___ DATA RECORDS ___
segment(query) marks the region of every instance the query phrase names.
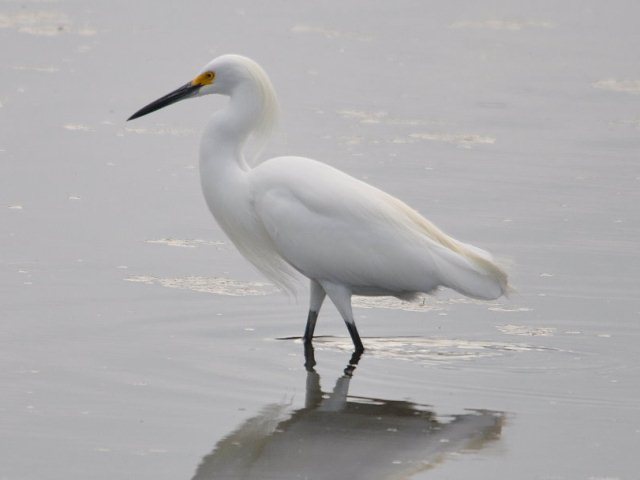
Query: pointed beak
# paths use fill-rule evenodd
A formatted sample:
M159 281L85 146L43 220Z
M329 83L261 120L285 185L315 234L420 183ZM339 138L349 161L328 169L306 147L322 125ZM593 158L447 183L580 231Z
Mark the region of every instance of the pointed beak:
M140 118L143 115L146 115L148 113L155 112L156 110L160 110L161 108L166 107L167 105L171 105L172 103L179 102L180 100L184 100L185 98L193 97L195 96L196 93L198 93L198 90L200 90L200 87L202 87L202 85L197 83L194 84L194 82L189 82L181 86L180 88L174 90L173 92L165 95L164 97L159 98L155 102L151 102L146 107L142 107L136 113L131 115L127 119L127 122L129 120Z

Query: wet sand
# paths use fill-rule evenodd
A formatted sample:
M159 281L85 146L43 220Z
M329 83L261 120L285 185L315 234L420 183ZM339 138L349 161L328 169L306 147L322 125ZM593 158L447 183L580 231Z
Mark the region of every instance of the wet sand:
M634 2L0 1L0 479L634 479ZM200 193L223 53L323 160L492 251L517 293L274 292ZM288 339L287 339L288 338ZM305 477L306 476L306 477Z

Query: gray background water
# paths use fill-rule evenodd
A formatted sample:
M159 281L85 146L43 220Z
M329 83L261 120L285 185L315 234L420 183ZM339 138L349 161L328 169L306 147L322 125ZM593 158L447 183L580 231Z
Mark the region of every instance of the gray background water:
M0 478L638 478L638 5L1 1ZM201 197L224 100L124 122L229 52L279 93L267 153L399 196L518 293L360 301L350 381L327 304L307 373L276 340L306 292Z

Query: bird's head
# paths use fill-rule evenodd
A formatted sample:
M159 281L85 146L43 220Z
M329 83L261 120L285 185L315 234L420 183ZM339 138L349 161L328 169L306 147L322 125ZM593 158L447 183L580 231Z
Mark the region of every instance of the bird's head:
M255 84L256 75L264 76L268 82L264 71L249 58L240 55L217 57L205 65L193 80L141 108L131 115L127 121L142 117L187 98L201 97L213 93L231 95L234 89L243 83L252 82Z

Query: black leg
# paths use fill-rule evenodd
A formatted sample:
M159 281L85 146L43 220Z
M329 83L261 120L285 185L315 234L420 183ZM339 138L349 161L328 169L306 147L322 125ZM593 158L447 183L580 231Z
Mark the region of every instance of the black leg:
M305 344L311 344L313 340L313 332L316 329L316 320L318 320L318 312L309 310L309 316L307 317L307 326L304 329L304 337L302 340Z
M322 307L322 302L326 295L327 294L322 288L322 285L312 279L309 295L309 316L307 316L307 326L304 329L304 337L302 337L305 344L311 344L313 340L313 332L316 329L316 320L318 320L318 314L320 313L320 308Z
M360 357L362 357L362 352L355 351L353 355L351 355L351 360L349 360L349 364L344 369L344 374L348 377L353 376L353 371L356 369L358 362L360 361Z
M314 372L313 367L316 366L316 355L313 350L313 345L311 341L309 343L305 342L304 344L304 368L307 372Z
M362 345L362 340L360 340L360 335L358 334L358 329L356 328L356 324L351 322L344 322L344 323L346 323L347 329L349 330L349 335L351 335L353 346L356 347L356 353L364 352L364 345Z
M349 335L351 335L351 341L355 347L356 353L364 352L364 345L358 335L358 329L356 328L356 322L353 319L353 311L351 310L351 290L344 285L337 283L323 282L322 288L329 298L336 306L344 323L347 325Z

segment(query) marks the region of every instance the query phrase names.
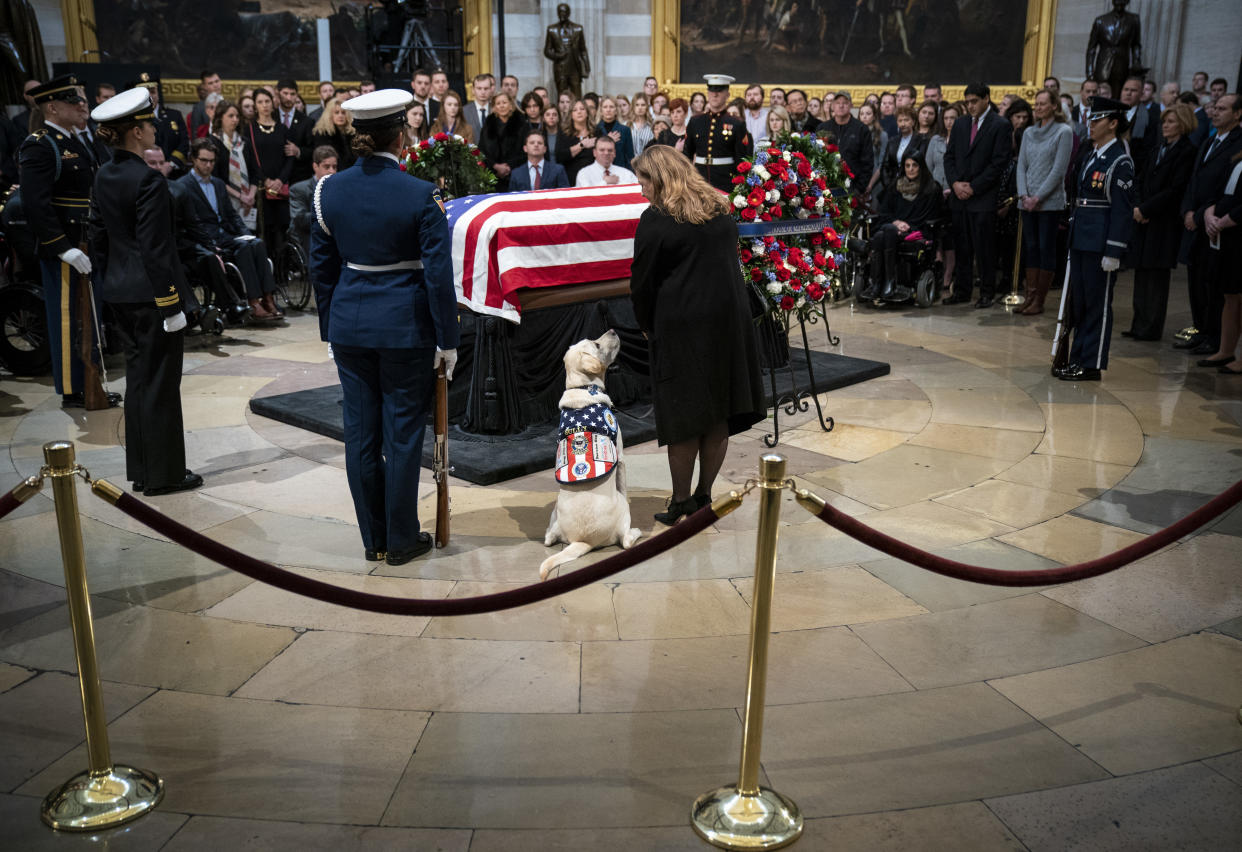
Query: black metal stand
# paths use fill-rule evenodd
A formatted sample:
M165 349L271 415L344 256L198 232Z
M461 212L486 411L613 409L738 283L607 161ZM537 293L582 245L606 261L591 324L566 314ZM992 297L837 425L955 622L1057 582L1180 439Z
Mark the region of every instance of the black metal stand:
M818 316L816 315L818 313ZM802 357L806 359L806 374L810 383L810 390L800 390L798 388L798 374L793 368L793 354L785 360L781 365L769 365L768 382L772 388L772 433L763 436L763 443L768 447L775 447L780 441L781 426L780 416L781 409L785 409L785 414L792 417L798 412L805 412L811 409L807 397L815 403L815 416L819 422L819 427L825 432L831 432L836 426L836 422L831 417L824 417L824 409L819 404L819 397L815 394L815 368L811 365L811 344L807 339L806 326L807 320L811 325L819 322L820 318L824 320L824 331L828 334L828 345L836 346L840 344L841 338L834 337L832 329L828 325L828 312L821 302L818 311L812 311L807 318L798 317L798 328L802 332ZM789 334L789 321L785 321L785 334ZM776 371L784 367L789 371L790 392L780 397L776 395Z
___
● **EXERCISE PROMPT**: The output consists solely of the lines from the line that contains "M165 349L271 415L344 256L198 232Z" through the final line of the data.

● **OUTPUT OF THE TASK**:
M165 349L271 415L344 256L198 232Z
M461 212L486 411L613 409L738 283L607 161ZM537 293L582 245L606 261L591 324L566 314ZM992 297L837 425L955 622L1057 582L1180 439Z
Mark the region of every instance of the black metal stand:
M818 316L816 315L818 313ZM802 357L806 359L806 374L810 383L810 390L800 390L798 388L798 374L793 368L793 354L785 360L781 365L769 365L768 382L772 388L772 433L763 436L763 443L768 447L775 447L780 441L781 426L780 416L781 409L785 409L785 414L792 417L798 412L805 412L811 409L807 397L815 403L815 416L819 422L819 427L825 432L831 432L836 426L836 422L831 417L824 417L824 409L819 404L819 397L815 394L815 368L811 365L811 344L807 339L806 326L807 320L811 325L819 322L820 318L824 320L824 331L828 334L828 345L836 346L840 344L841 338L834 337L832 329L828 325L828 312L821 302L818 311L812 311L807 318L798 317L798 328L802 332ZM789 334L789 321L785 321L785 334ZM776 371L784 367L789 371L790 392L780 397L776 395Z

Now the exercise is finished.